_Given request_
Convert the stretch of records from the line containing "Could you point out the man's face" through the end of the records into a two-column CSV with columns named prompt_text and answer, one row per record, each value in a single quoted field with line breaks replaced by spaces. Leave the pictures out.

(Pointing dataset records)
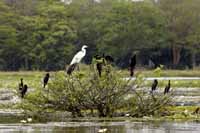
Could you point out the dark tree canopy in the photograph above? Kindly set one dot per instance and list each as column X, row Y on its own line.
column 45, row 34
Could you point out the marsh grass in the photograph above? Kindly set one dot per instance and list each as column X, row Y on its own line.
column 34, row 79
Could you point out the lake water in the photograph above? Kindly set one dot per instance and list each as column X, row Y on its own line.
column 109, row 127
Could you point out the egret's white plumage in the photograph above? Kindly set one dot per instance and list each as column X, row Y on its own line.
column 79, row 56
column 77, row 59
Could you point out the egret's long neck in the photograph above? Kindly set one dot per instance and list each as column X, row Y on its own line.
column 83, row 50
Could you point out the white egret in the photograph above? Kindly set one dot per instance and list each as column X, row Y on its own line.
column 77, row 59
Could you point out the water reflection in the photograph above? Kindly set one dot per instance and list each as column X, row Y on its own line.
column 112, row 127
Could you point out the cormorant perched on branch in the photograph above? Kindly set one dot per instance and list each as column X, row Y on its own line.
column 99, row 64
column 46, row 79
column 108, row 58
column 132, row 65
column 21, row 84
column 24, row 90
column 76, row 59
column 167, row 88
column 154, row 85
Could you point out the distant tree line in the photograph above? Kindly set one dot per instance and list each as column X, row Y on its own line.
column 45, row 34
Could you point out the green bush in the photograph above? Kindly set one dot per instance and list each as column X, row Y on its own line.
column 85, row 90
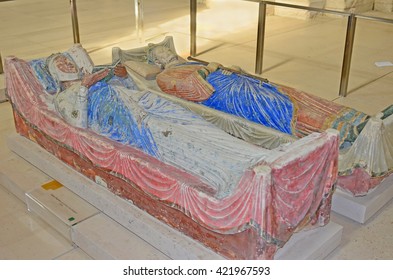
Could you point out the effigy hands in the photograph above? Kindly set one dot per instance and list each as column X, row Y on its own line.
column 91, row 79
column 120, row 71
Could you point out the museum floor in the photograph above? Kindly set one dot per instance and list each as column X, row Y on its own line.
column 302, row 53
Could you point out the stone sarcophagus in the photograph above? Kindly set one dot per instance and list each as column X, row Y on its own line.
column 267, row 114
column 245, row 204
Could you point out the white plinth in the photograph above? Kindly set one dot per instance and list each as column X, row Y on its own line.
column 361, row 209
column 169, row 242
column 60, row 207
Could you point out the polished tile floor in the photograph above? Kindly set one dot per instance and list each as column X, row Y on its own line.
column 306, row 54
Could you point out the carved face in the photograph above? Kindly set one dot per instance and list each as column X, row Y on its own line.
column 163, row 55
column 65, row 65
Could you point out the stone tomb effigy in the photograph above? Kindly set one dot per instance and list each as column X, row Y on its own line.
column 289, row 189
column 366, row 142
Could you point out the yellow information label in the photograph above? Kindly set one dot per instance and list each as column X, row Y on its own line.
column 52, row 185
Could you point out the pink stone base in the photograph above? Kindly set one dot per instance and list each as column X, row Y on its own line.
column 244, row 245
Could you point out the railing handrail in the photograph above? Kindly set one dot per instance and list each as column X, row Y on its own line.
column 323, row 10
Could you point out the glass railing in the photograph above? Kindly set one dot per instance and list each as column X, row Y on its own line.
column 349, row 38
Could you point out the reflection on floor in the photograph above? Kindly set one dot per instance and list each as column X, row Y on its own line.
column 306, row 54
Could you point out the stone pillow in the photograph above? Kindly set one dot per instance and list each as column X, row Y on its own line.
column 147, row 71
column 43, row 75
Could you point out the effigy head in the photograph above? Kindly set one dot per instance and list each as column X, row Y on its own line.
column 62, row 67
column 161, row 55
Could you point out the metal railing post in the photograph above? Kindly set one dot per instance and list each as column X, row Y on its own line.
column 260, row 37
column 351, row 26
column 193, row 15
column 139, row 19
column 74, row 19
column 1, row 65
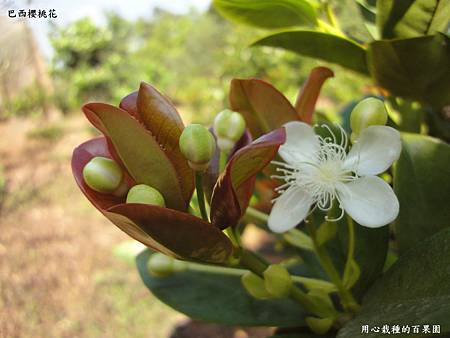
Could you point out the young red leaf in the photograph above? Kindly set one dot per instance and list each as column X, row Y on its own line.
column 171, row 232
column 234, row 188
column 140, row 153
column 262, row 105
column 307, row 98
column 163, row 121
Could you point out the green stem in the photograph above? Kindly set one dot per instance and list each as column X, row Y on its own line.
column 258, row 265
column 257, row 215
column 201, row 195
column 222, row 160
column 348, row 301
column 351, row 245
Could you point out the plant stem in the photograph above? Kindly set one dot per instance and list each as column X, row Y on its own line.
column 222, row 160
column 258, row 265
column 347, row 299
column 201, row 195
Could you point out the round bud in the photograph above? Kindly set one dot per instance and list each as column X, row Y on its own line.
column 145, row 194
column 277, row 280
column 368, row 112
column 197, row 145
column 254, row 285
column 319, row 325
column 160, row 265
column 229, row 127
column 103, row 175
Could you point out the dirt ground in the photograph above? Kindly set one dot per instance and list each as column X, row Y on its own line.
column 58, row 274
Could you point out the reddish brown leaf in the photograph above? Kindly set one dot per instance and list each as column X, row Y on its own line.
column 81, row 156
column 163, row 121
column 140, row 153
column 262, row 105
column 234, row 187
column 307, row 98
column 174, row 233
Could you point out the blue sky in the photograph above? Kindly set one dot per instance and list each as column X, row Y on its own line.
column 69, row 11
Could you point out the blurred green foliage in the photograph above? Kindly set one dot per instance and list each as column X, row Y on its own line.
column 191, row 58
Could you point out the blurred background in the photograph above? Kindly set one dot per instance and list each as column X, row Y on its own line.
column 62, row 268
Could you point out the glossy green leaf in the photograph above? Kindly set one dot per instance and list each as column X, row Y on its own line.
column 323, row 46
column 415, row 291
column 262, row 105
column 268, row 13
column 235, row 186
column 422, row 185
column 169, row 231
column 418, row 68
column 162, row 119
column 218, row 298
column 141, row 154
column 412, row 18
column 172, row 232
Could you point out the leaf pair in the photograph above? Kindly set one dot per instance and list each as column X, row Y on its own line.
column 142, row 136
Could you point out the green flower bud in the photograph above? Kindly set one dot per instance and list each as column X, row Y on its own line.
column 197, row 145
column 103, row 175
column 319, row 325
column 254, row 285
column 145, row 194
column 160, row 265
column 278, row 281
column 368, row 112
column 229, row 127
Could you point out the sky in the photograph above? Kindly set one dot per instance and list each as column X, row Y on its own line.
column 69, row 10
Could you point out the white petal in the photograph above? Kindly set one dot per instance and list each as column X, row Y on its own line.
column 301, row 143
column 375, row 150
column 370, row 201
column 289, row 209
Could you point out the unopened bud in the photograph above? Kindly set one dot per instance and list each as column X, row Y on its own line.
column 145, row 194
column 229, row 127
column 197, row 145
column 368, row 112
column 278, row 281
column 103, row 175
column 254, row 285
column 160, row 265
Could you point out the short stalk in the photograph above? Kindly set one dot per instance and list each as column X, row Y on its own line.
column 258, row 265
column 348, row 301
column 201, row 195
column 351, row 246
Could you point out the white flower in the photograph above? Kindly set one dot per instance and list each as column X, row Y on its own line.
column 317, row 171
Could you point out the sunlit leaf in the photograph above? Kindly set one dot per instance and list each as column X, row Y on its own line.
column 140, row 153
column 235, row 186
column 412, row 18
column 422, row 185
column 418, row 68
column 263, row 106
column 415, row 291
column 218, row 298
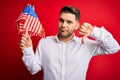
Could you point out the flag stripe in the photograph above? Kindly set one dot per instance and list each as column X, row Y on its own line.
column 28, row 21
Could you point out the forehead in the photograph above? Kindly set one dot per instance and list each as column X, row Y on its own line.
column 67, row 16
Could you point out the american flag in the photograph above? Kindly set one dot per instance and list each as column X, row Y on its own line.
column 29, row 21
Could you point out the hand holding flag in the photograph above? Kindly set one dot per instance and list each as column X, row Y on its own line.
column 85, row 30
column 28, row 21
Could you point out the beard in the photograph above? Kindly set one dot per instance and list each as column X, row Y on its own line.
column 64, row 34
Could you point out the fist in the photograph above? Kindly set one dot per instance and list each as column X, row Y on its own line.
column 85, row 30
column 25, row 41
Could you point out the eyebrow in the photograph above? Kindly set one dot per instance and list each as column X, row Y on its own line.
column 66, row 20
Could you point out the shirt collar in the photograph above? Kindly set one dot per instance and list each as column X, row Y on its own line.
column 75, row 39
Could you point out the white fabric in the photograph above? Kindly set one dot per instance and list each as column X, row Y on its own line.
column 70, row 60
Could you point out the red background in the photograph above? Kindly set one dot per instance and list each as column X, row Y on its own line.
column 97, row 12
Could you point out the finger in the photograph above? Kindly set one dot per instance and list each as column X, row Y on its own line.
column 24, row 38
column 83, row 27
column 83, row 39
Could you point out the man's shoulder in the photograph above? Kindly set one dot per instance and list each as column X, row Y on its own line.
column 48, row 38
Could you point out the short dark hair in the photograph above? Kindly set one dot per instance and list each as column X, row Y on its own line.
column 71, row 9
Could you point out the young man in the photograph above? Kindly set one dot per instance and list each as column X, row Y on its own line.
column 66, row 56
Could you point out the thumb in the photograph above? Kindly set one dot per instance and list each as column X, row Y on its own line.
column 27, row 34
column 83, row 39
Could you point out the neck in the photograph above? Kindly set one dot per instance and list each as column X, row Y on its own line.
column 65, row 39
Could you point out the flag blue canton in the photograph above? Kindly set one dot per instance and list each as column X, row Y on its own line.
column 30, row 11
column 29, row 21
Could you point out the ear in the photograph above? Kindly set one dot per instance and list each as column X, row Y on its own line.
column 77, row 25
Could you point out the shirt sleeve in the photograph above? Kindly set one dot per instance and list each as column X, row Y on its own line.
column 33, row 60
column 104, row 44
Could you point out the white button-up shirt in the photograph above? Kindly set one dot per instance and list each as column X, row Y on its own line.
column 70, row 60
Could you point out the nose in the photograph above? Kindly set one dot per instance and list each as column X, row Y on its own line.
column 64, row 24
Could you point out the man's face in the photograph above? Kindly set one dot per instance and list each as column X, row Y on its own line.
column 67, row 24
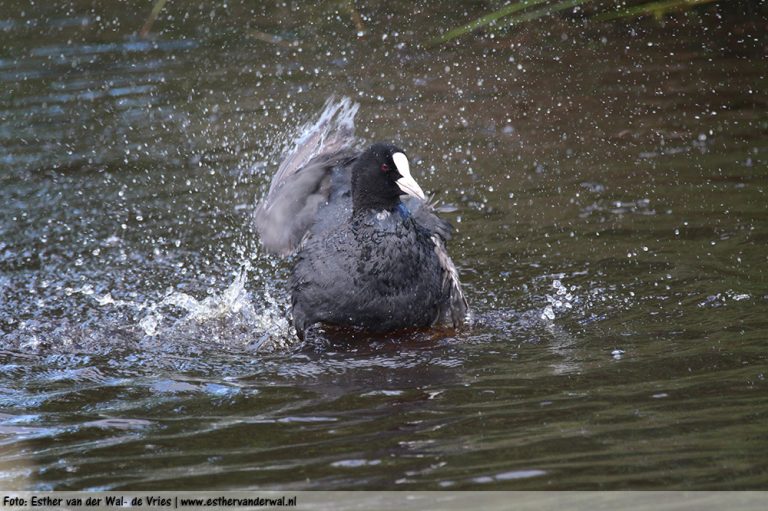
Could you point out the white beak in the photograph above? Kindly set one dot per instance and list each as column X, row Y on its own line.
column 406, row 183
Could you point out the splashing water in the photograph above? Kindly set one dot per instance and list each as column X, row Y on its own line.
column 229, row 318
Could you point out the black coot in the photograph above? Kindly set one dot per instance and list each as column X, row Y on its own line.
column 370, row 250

_Task solution_
prompt_text,answer
"Could you point out the man's face in the photograph above? Kindly set one dot per instance and list each as column X, row Y on its own line.","column 67, row 24"
"Could you point out the white beak in the photograph above? Kindly set one dot per instance and list each as column X, row Y on its own line.","column 406, row 183"
"Could you point out the splashing water in the photograph above? Kindly set one dot per instance and list each as column X, row Y on its own line.","column 229, row 318"
"Could you point out the black coot in the photograph above? Kindly set one dot per instance and list each as column X, row Y on its own line.","column 370, row 250"